PROBLEM 1: Sum up the wage article in two sentences.
PROBLEM 2: Copy the wage article word for word between "The current minimum" and "well above it.", inclusive.

SOURCE DOCUMENT:
■ ■ ■ ■ ■
How rising labor costs would affect businesses with prosciutto-thin margins
As executive director of the New York City Hospitality Alliance, which represents thousands of restaurants and bars across the five boroughs, I hear regularly from small-business owners who have financial concerns about a City Council bill to raise the minimum wage to $30 an hour by 2030 and eliminate the tip credit, which allows gratuities to count toward guaranteed minimum wage obligations.
In addition to the financial concerns, there are significant legal issues with the wage proposal. In Wholesale Laundry Board of Trade v. City of New York, New York’s highest court ruled that the City cannot set a minimum wage higher than the State’s. Additionally, the proposal would undermine a recent statewide agreement that raised and indexed annual minimum wage increases to inflation.
The economic threat of the proposal is significant. Restaurant operators and tipped workers warn it will strain small businesses and jobs — and there’s a good reason why. Less severe policies in cities like Chicago and Washington coincided with restaurant closures, job losses, lower worker compensation and operational challenges. As a result, Chicago recently paused its tip credit phaseout following Washington’s decision to reinstate its tip credit.
The current minimum wage in New York City is $17 an hour, though most hourly restaurant workers earn more. Tipped workers earn a combination of base pay and gratuities, with servers and bartenders guaranteed at least the minimum wage and often earning well above it.
To better understand the effect raising the minimum wage to $30 an hour and eliminating the tip credit would have on a full-service restaurant’s bottom line, we modeled it using member survey data, public wage benchmarks, statutory labor costs and projected wage compression.
■ ■ ■ ■ ■
(Records drawn from a dataset)

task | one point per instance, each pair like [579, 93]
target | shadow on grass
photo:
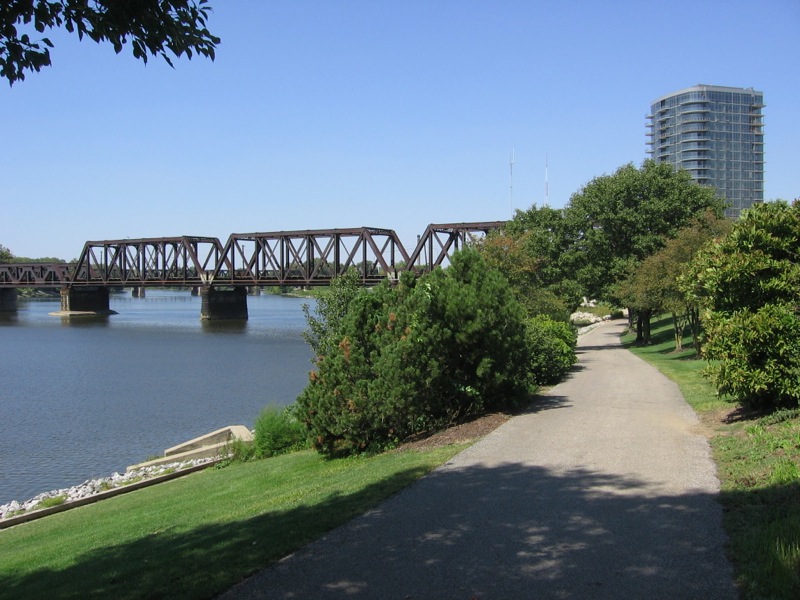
[510, 531]
[200, 563]
[764, 529]
[515, 531]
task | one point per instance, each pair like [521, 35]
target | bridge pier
[85, 300]
[8, 299]
[223, 304]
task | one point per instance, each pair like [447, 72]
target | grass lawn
[757, 458]
[196, 536]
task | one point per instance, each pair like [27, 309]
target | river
[81, 398]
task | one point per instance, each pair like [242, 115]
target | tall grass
[757, 459]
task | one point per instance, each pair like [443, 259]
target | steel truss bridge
[286, 258]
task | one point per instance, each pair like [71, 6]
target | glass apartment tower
[716, 134]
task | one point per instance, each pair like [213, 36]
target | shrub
[756, 356]
[277, 431]
[748, 287]
[432, 350]
[551, 347]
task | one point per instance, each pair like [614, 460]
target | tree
[654, 283]
[748, 288]
[154, 27]
[528, 251]
[407, 359]
[616, 221]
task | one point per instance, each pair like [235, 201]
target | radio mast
[511, 180]
[546, 183]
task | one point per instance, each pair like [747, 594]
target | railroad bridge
[223, 274]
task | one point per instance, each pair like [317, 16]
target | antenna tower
[546, 183]
[511, 180]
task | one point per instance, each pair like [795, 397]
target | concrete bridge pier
[8, 299]
[85, 300]
[220, 304]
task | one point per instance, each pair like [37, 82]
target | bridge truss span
[36, 274]
[439, 241]
[310, 257]
[151, 262]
■ ■ ■ ■ ■
RESULT 1: The executive director of the New York City Hospitality Alliance writes that restaurant and bar owners are worried about a City Council bill to raise the minimum wage to $30 an hour by 2030 and end the tip credit, a bill that also faces legal problems because the state's highest court ruled the City cannot set a minimum wage higher than the State's. The piece points to restaurant closures and job losses that came with less severe policies in Chicago and Washington, and it says the alliance modeled the bill's effect on a full-service restaurant's bottom line.

RESULT 2:
The current minimum wage in New York City is $17 an hour, though most hourly restaurant workers earn more. Tipped workers earn a combination of base pay and gratuities, with servers and bartenders guaranteed at least the minimum wage and often earning well above it.